They Don’t Make ’em Like ‘La La Land’, Anymore

Peppy, smart, and almost intolerably romantic, this is the finest movie musical since John Carney's Once.

It starts joyously, on a car-choked freeway, and ends in Hollywood, with a kind of heartbreak. In between those moments, Damien Chazelle’s La La Land conjures up the Golden Era of musicals. Fortunately, it doesn’t feel constricted by the rules of those old studio vehicles, but instead, stretches their possibilities. Chazelle uses the formula as a springboard for a fresh take on movie romance. Rather than offering a retro exercise, like The Artist, La La Land is its own story, about a guy and a gal trying to make it in the City of Angels.

As Mia, the big-eyed and big-hearted girl from Nowheresville, Nevada, now working in a movie lot coffee shop and going on auditions, Emma Stone plays the same spunky gamine that she’s been specializing in for years now, plus singing and dancing. Similarly, Ryan Gosling’s take on Sebastian, the rebellious jazz pianist, is a close relative to the arrogant yet charming types he’s played in movies from Crazy, Stupid, Love to The Nice Guys.

- _WHAT YOU WILL DO_:
(1) Reproduce everything in the La La Land review from "They Don’t Make" down to "City of Angels.".
(2) In the La La Land review, what instrument does Sebastian play?
The material that comes next has no connection to the La La Land review.

- _DATASET EXCERPTS_:
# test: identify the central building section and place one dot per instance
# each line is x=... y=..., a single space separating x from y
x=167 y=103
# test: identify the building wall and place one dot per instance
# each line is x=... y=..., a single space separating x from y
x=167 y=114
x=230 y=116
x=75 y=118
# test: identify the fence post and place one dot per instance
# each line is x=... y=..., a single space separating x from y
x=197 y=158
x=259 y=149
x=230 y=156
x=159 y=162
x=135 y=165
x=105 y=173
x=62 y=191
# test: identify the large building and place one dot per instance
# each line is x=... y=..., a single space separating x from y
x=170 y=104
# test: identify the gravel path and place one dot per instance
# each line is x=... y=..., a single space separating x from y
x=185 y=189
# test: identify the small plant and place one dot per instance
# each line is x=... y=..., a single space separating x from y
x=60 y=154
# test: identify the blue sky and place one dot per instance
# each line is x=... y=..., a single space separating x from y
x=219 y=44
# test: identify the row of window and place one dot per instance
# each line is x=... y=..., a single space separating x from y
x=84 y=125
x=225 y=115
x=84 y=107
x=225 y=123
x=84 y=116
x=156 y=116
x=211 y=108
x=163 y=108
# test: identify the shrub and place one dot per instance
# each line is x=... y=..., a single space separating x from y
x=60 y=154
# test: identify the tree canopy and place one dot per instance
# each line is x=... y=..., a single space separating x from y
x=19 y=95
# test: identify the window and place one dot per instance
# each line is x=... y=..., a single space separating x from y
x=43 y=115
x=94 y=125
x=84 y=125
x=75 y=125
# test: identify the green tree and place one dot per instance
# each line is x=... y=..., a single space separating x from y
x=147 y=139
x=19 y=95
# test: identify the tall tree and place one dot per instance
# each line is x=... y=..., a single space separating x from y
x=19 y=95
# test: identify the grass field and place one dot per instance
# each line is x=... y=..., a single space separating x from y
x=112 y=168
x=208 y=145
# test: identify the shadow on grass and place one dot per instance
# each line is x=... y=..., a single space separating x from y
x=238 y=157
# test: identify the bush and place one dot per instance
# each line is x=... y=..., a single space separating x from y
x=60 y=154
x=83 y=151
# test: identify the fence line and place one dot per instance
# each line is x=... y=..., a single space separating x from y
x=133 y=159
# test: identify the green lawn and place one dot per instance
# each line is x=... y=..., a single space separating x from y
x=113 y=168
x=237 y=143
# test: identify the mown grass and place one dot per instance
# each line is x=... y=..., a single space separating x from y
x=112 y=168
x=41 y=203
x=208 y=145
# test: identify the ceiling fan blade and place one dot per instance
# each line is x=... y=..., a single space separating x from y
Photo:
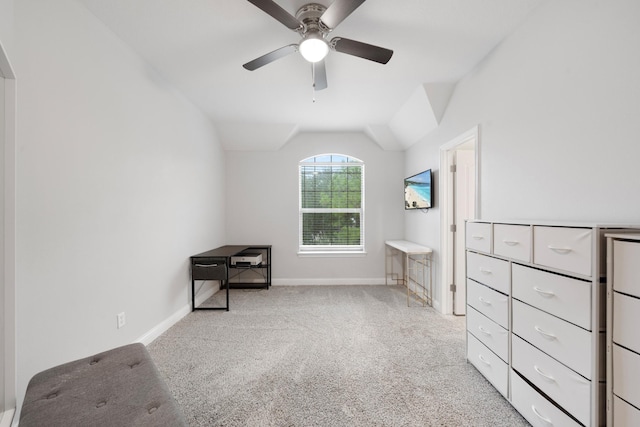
x=319 y=75
x=362 y=50
x=338 y=11
x=270 y=57
x=271 y=8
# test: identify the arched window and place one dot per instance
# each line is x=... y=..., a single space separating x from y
x=331 y=204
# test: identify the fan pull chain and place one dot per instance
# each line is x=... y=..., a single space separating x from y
x=313 y=82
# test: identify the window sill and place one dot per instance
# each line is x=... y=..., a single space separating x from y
x=331 y=254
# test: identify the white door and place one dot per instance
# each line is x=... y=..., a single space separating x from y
x=464 y=208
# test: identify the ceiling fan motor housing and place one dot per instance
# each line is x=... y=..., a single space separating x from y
x=309 y=15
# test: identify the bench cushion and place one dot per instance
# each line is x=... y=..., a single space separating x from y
x=119 y=387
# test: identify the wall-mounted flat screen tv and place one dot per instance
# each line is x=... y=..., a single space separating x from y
x=418 y=191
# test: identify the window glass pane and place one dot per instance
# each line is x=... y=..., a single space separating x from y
x=331 y=229
x=329 y=185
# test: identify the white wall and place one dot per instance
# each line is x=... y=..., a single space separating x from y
x=558 y=105
x=6 y=26
x=117 y=186
x=262 y=206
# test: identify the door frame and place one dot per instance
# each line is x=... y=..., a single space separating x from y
x=8 y=195
x=447 y=209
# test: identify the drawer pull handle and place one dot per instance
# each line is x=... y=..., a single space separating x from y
x=559 y=250
x=544 y=333
x=543 y=292
x=579 y=379
x=484 y=301
x=542 y=374
x=483 y=360
x=484 y=331
x=546 y=420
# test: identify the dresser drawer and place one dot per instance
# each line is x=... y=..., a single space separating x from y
x=624 y=415
x=564 y=248
x=626 y=375
x=565 y=297
x=512 y=241
x=208 y=269
x=489 y=271
x=489 y=365
x=626 y=267
x=478 y=236
x=536 y=408
x=488 y=332
x=561 y=340
x=491 y=303
x=626 y=319
x=570 y=390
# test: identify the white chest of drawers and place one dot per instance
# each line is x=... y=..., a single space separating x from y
x=536 y=329
x=623 y=337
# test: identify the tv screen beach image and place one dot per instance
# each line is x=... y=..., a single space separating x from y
x=417 y=191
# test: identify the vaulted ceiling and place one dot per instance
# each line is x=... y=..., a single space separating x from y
x=199 y=47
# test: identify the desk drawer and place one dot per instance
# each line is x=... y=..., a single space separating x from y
x=626 y=267
x=560 y=339
x=479 y=236
x=624 y=415
x=626 y=375
x=489 y=365
x=208 y=269
x=512 y=241
x=536 y=408
x=565 y=248
x=491 y=303
x=489 y=271
x=488 y=332
x=565 y=297
x=560 y=383
x=626 y=318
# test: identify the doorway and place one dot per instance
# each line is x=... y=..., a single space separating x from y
x=459 y=187
x=7 y=247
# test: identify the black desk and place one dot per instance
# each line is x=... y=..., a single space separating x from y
x=216 y=265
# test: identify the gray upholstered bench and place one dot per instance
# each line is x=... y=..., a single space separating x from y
x=119 y=387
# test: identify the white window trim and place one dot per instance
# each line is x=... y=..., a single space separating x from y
x=330 y=250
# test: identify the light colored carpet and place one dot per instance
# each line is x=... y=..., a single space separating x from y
x=326 y=356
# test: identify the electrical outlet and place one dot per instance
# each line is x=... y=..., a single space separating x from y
x=121 y=320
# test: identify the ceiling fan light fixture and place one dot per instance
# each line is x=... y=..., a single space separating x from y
x=313 y=47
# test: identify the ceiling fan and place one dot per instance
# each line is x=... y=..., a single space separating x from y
x=314 y=22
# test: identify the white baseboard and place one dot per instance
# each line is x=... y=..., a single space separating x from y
x=6 y=418
x=326 y=282
x=163 y=326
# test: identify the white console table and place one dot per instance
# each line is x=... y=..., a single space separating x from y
x=415 y=263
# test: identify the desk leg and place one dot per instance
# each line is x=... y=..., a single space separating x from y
x=193 y=295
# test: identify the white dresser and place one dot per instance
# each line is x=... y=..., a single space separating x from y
x=623 y=334
x=536 y=316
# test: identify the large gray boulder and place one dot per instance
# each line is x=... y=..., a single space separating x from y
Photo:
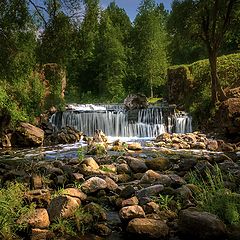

- _OUTPUTS FOR THE TASKS_:
(1)
They Don’t Make ’em Like ‘La La Land’, Anymore

Peppy, smart, and almost intolerably romantic, this is the finest movie musical since John Carney's Once.

It starts joyously, on a car-choked freeway, and ends in Hollywood, with a kind of heartbreak. In between those moments, Damien Chazelle’s La La Land conjures up the Golden Era of musicals. Fortunately, it doesn’t feel constricted by the rules of those old studio vehicles, but instead, stretches their possibilities. Chazelle uses the formula as a springboard for a fresh take on movie romance. Rather than offering a retro exercise, like The Artist, La La Land is its own story, about a guy and a gal trying to make it in the City of Angels.

(2) He plays the piano; he is a jazz pianist.